* **Zadanie do wykonania 1**
Proszę powtórzyć dosłownie wszystkie wpisy umieszczone pod tekstem, od wiersza zawierającego "like [259, 850]." aż do ostatniego wpisu włącznie.

* **Podany tekst**
□ □ □

Ciemniaste Turnie i Kościoły - nie ogarniam ;-)
w tle Sławkowski Szczyt
Przecinamy po raz kolejny potok i rozpoczynamy dość mozolną wspinaczkę do góry. To chyba najtrudniejszy fragment tego szlaku. Śniegu tu jest bardzo dużo i znów trzeba bardzo uważać na to co dzieje się pod nogami. W końcu docieramy nad maleńki Warzęchowy Staw, który pod zwałami śniegu i lodu wydaje się być zaledwie miniaturką. 

Widok z kładki nad Staroleśnym Potokiem tuż pod Strzelecką Turnią, schroniska wciąż jeszcze nie widać...
Warzęchowy Staw
widok znad Warzęchowego Stawu (Pośrednia Grań i Żółty Szczyt)
widok znad Warzęchowego Stawu ( po prawej Pośrednia Grań i Żółty Szczyt w centrum kadru Strzelecka Wieża, po lewej Sokola Wieża) 
widok znad Warzęchowego Stawu
 Warzęchowy Staw 
Piotr ma kryzys, nie widać jeszcze schroniska, ja też nie pamiętam ile trzeba przejść aby się w nim znaleźć. Stojąc z mapą w dłoni tłumaczę, że przed nami jeszcze krótki trawers wzdłuż Długiego Stawu, parominutowe podejście i jesteśmy na miejscu. Nie wiem co byłoby dalej gdyby nie pojawił się pewien starszy mężczyzna, schodzący niczym anioł z góry -  widać piechur wykwalifikowany, co to z niejednego pieca chleb jadł. Na ciche pytanie jak daleko jeszcze do schroniska w odpowiedzi słyszę, że jeszcze jakieś pół godziny. Szukam więc w myślach sposobu aby te 30 minut przedstawić Piotrusiowi jako najkrótsze w jego życiu. Nie jest to łatwe. Turysta gratuluje mojemu dzielnemu synowi, że tak wysoko doszedł... i to w jakich warunkach. Nawet proponuje kawałek czekolady. Myślę, że jego osoba uratowała naszą eskapadę przed odwrotem. Rzeczywiście parę kroków dalej widzimy już cel naszej wycieczki - Zbójnicką Chatę. Trzeba jeszcze wspiąć się nieco ale nie zajmuje nam to zapowiadanych 30 minut.

□ □ □

* **Zadanie do wykonania 2**
Proszę ocenić, czy poniższe stwierdzenia są zgodne z tekstem o wędrówce do Zbójnickiej Chaty. Przy każdym należy odpowiedzieć „tak” lub „nie” i przytoczyć dokładnie rozstrzygające słowa tekstu.
(a) Napotkany turysta zaproponował kawałek czekolady.
(b) Ostatnie podejście do schroniska zajęło więcej niż zapowiadane 30 minut.
(c) Na podejściu do Warzęchowego Stawu było niewiele śniegu.

* **Wpisy**
□ □ □

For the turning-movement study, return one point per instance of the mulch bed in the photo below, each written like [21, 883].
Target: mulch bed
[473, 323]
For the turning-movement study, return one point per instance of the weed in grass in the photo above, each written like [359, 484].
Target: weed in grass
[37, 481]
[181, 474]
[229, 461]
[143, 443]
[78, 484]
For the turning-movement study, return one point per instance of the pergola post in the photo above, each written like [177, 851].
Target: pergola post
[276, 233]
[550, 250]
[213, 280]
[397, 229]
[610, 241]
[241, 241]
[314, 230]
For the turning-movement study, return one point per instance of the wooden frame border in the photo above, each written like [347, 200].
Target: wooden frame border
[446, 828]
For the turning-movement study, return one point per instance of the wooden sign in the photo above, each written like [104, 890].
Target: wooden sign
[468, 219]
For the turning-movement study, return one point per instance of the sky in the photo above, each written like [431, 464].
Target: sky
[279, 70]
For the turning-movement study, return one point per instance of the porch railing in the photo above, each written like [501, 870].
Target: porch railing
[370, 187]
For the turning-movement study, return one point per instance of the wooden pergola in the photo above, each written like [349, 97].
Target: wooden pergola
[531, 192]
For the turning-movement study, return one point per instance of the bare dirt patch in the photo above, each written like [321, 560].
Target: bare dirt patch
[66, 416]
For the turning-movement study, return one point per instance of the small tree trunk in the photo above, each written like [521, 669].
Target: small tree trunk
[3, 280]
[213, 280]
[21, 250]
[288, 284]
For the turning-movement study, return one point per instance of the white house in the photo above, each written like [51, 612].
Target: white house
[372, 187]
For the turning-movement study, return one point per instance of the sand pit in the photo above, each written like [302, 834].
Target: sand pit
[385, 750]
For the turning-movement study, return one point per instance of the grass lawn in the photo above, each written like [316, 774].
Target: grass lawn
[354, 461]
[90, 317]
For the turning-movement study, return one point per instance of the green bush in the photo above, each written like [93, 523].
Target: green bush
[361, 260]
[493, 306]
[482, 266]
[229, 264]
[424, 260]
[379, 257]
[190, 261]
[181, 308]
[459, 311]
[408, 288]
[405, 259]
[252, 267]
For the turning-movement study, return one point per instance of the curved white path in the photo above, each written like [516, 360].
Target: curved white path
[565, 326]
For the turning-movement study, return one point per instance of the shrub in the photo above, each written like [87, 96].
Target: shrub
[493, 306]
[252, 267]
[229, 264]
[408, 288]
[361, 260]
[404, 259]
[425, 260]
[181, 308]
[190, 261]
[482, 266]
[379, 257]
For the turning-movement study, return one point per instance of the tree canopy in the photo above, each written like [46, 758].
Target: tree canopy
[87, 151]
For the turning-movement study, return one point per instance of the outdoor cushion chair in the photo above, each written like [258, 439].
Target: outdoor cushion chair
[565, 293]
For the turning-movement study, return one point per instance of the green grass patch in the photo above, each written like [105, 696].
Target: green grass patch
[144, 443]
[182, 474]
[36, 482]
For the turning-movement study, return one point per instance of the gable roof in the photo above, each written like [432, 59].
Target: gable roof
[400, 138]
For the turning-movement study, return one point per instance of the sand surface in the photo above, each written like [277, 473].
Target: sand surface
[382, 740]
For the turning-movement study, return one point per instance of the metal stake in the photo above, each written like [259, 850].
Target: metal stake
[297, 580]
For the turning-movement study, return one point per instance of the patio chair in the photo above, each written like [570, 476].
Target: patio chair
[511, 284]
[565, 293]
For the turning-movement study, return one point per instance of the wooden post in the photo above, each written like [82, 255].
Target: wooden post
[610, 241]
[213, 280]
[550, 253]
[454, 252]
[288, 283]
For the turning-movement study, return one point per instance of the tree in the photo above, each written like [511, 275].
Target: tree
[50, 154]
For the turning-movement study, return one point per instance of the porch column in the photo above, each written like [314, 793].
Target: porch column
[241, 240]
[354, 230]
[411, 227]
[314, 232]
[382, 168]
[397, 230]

□ □ □

* **Wynik 1**
For the turning-movement study, return one point per instance of the metal stake in the photo above, each written like [259, 850].
Target: metal stake
[297, 580]
For the turning-movement study, return one point per instance of the patio chair in the photo above, each written like [570, 476].
Target: patio chair
[511, 284]
[565, 293]
For the turning-movement study, return one point per instance of the wooden post in the photo above, each written like [82, 255].
Target: wooden post
[610, 241]
[213, 280]
[550, 253]
[454, 252]
[288, 283]
For the turning-movement study, return one point per instance of the tree in the photo above, each written like [511, 275].
Target: tree
[50, 154]
For the turning-movement study, return one point per instance of the porch column in the photo above, each written like [314, 793].
Target: porch column
[241, 240]
[354, 230]
[411, 227]
[314, 232]
[382, 168]
[397, 230]

* **Wynik 2**
(a) Tak: „Nawet proponuje kawałek czekolady.”
(b) Nie: „nie zajmuje nam to zapowiadanych 30 minut.”
(c) Nie: „Śniegu tu jest bardzo dużo”.